### Instructions for the task:
Nothing but a number is expected: the count of lines in the data below that include "speckled".

-- Material provided follows --

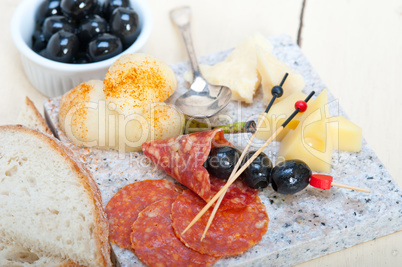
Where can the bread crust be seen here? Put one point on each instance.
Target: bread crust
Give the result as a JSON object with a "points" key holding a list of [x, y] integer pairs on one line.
{"points": [[38, 116], [86, 180]]}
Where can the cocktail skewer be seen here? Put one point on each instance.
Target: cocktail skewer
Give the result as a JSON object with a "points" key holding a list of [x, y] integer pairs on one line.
{"points": [[277, 91]]}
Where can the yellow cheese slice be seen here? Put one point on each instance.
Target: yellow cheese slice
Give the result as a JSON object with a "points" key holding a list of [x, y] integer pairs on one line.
{"points": [[345, 134], [311, 141]]}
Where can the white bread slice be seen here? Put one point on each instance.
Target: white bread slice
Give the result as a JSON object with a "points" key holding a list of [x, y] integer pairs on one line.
{"points": [[49, 203], [30, 117], [18, 256]]}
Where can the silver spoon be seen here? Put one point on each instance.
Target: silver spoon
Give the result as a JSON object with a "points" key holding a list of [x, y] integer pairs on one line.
{"points": [[202, 100]]}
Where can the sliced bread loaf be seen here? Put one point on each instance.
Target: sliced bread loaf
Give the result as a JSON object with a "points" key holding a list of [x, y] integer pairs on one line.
{"points": [[50, 206]]}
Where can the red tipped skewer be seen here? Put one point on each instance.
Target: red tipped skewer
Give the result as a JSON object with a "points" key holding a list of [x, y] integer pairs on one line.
{"points": [[323, 181]]}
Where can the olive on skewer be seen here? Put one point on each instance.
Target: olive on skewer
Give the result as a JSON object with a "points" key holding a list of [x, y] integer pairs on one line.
{"points": [[257, 174], [290, 177], [221, 161]]}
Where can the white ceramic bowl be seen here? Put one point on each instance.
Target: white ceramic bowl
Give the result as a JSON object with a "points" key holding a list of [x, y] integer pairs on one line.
{"points": [[54, 78]]}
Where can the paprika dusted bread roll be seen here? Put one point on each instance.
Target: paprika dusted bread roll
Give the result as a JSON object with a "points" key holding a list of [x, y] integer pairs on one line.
{"points": [[136, 80], [124, 111], [84, 116], [51, 208]]}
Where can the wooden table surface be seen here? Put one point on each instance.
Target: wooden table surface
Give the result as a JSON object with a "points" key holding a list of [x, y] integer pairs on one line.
{"points": [[355, 45]]}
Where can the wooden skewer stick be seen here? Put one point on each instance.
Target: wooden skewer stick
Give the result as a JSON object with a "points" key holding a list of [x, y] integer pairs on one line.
{"points": [[276, 92], [253, 157], [229, 183], [350, 187]]}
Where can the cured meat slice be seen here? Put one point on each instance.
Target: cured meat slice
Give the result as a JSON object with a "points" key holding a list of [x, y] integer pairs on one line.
{"points": [[183, 158], [155, 242], [123, 208], [237, 196], [231, 233]]}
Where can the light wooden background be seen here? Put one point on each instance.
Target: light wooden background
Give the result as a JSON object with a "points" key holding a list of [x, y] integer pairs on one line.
{"points": [[355, 45]]}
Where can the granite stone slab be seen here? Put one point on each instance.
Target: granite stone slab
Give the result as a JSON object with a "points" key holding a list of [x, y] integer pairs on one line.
{"points": [[304, 226]]}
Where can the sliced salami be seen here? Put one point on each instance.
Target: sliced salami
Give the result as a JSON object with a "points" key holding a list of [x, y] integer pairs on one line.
{"points": [[183, 158], [155, 242], [123, 208], [232, 232]]}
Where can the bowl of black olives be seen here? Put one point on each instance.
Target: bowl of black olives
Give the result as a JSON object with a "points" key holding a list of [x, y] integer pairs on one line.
{"points": [[66, 42]]}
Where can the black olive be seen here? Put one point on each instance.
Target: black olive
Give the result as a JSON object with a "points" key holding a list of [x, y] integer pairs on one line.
{"points": [[90, 28], [124, 24], [78, 9], [81, 59], [98, 10], [221, 161], [62, 47], [110, 5], [38, 41], [104, 46], [290, 177], [257, 174], [46, 9], [53, 24], [43, 53]]}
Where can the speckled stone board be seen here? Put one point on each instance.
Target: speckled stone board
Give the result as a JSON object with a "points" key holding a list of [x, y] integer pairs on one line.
{"points": [[304, 226]]}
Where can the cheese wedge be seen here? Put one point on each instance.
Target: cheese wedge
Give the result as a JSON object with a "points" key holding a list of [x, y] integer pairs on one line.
{"points": [[239, 70], [272, 71]]}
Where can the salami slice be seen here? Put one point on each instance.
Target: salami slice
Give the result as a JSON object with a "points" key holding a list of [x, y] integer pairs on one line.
{"points": [[183, 158], [123, 208], [155, 242], [231, 233]]}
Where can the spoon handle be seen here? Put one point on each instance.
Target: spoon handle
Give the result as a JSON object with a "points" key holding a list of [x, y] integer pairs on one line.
{"points": [[182, 17]]}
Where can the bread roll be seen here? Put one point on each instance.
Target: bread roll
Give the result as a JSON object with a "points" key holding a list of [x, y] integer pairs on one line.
{"points": [[136, 80], [84, 115]]}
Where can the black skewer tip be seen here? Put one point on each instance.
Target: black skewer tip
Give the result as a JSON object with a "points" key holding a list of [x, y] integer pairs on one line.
{"points": [[276, 91], [283, 79], [297, 110]]}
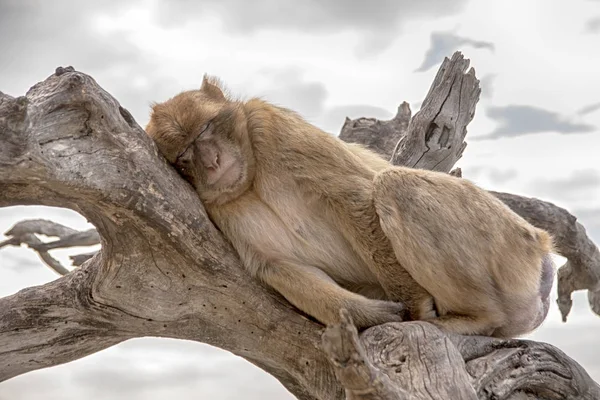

-- Material provided concluded --

### Response to this exercise:
2